#### Supplied passage
Contrast set learning is different from classification in the sense that it identifies differences between groups instead of predicting groups. I attempted to apply this to fundamental data, by splitting forward returns into "low", "medium" and "high" classes and tried to identify which combinations of fundamental factors would be contrasting features across these three classes.
I managed to come up with something, but my next challenge is to convert this into an algorithm/research notebook as follows:
- Every week, identify the contrasting features that differentiate low forward returns from high forward weekly returns.
- Use these rules to rank stocks into different long/short buckets.
- Trade them and hold until next week.
- Continue this process every week.
Could someone experienced with pipeline show me how to go about this?

#### Data extract
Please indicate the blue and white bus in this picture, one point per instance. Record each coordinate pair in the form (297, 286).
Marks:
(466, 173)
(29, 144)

#### Task instructions
Write out the forum post on contrast set learning again, starting at "Contrast set learning" and ending at "forward weekly returns.", and swap "fundamental factors" for "financial ratios". The material attached here stands apart from the forum post on contrast set learning.

#### Response to the task
Contrast set learning is different from classification in the sense that it identifies differences between groups instead of predicting groups. I attempted to apply this to fundamental data, by splitting forward returns into "low", "medium" and "high" classes and tried to identify which combinations of financial ratios would be contrasting features across these three classes.
I managed to come up with something, but my next challenge is to convert this into an algorithm/research notebook as follows:
- Every week, identify the contrasting features that differentiate low forward returns from high forward weekly returns.